(Data items)
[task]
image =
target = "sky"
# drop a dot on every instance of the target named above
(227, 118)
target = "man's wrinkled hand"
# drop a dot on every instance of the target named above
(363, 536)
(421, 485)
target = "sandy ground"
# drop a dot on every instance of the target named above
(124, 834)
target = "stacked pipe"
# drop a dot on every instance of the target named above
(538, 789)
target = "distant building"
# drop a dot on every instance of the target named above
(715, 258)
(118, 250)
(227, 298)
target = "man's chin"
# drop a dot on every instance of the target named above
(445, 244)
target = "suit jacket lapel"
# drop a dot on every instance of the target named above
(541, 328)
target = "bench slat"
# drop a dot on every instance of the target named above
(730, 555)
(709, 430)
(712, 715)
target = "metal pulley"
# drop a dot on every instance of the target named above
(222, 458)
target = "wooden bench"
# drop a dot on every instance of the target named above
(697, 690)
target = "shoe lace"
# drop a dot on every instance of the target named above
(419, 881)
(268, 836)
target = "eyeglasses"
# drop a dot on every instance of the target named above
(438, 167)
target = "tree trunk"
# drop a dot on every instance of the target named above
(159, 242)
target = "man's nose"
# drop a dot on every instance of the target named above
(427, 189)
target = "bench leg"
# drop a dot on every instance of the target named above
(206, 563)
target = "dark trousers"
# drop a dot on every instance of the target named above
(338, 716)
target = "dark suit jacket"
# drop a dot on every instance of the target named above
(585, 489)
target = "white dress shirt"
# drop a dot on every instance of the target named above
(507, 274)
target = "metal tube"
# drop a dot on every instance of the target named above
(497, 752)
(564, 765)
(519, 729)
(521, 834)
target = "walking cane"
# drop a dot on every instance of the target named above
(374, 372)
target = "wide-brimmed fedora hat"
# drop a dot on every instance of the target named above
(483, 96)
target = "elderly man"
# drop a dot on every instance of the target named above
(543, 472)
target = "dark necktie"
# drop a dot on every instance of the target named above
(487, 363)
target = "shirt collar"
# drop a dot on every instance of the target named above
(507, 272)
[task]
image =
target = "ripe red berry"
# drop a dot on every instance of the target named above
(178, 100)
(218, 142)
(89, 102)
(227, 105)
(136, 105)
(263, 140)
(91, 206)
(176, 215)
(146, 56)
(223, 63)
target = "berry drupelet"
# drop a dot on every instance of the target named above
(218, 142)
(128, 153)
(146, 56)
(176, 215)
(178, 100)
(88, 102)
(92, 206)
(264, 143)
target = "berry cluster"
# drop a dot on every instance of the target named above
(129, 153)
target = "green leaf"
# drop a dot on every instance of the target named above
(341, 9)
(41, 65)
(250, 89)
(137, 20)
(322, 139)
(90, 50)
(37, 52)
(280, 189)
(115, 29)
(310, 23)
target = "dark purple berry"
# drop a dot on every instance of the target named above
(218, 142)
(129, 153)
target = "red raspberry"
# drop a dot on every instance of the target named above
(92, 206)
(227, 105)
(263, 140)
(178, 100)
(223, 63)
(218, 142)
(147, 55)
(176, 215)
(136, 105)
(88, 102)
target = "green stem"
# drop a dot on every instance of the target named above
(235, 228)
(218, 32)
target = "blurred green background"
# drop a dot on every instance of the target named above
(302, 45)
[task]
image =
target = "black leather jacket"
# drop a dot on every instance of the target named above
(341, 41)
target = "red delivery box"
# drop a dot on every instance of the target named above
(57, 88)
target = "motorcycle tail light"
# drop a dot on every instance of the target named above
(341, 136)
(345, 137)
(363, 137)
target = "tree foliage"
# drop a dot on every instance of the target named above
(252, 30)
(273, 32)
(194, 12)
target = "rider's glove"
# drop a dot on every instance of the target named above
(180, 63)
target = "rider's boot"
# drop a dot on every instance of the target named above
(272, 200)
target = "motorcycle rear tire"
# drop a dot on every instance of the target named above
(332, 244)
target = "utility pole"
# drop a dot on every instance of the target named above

• PROBLEM TO SOLVE:
Retype all the material above precisely, with no line left out.

• EXPECTED ANSWER:
[task]
image =
target = "sky"
# drop a dot on every instance of the target named above
(227, 118)
target = "man's wrinkled hand"
# drop a dot on every instance of the target named above
(363, 536)
(421, 485)
target = "sandy ground"
# drop a dot on every instance of the target named above
(124, 834)
target = "stacked pipe"
# drop a dot on every instance of the target named above
(538, 789)
target = "distant building"
# drop a dot on every instance of the target named above
(715, 258)
(118, 250)
(227, 298)
target = "man's chin"
# drop a dot on every instance of the target named above
(445, 244)
target = "suit jacket lapel"
# drop a dot on every instance of the target named above
(541, 328)
target = "bench slat"
# drop a dot on every instance of the target named above
(730, 555)
(709, 430)
(712, 715)
target = "metal pulley"
# drop a dot on every instance of the target named above
(222, 458)
target = "wooden bench"
# drop a dot on every instance of the target named above
(697, 690)
target = "shoe lace"
# drop a dot on every instance of the target named above
(419, 881)
(268, 836)
target = "eyeglasses"
# drop a dot on every instance of the target named above
(438, 167)
target = "tree trunk"
# drop a dot on every instance of the target named above
(159, 242)
target = "man's nose"
# drop a dot on every instance of the target named above
(427, 189)
target = "bench leg"
# drop a dot on every instance of the target named above
(206, 563)
target = "dark trousers"
# drop a dot on every instance of the target named above
(338, 716)
target = "dark suit jacket"
# drop a dot on every instance of the target named above
(585, 489)
target = "white dress shirt"
# drop a dot on every instance of the target named above
(507, 274)
target = "metal tube"
# drop a dot on every instance of the target named above
(497, 752)
(564, 765)
(519, 729)
(521, 834)
target = "walking cane"
# drop a dot on every instance of the target named above
(374, 372)
target = "wide-brimmed fedora hat"
# drop a dot on every instance of the target named above
(483, 96)
target = "elderly man"
# drop a dot on every instance of the target named above
(543, 472)
target = "dark necktie"
# drop a dot on every instance of the target named above
(487, 363)
target = "shirt collar"
# drop a dot on every instance of the target named above
(507, 272)
[task]
image =
target = "ripe red berry"
# drop a dot on every instance of the target named above
(178, 100)
(218, 142)
(89, 102)
(227, 105)
(136, 105)
(263, 140)
(91, 206)
(176, 215)
(146, 56)
(223, 63)
target = "berry drupelet"
# drop a dot on every instance of the target named above
(218, 142)
(128, 153)
(146, 56)
(176, 215)
(178, 100)
(88, 102)
(92, 206)
(264, 143)
target = "berry cluster"
# drop a dot on every instance of the target named above
(129, 153)
target = "green leaf"
# drop a dot on every instance of the target named above
(341, 9)
(41, 65)
(250, 89)
(137, 20)
(322, 139)
(90, 50)
(37, 52)
(280, 189)
(115, 29)
(310, 23)
target = "dark purple berry"
# drop a dot on every instance of the target named above
(218, 142)
(129, 153)
target = "red raspberry"
# drop a dot on every instance of the target named above
(92, 206)
(227, 105)
(263, 140)
(178, 100)
(223, 63)
(218, 142)
(147, 55)
(176, 215)
(136, 105)
(88, 102)
target = "green stem"
# drop a dot on every instance of the target named above
(235, 228)
(218, 32)
target = "blurred green background"
# drop a dot on every instance of the target named above
(302, 45)
[task]
image =
target = "black leather jacket"
# drop a dot on every instance of the target named above
(341, 41)
target = "red delivery box"
# drop a dot on every instance of the target named above
(57, 88)
target = "motorcycle tail light"
# drop a dot on every instance of the target named above
(341, 136)
(345, 137)
(363, 137)
target = "tree foliage"
# drop a dot on every instance of the target named above
(252, 30)
(273, 32)
(194, 12)
target = "rider's glove"
# drop a dot on every instance of the target named above
(180, 63)
target = "rider's boot"
# drop a dot on every instance of the target named above
(272, 200)
target = "motorcycle rear tire"
# drop a dot on every instance of the target named above
(332, 244)
target = "utility pole"
# drop a dot on every instance of the target named above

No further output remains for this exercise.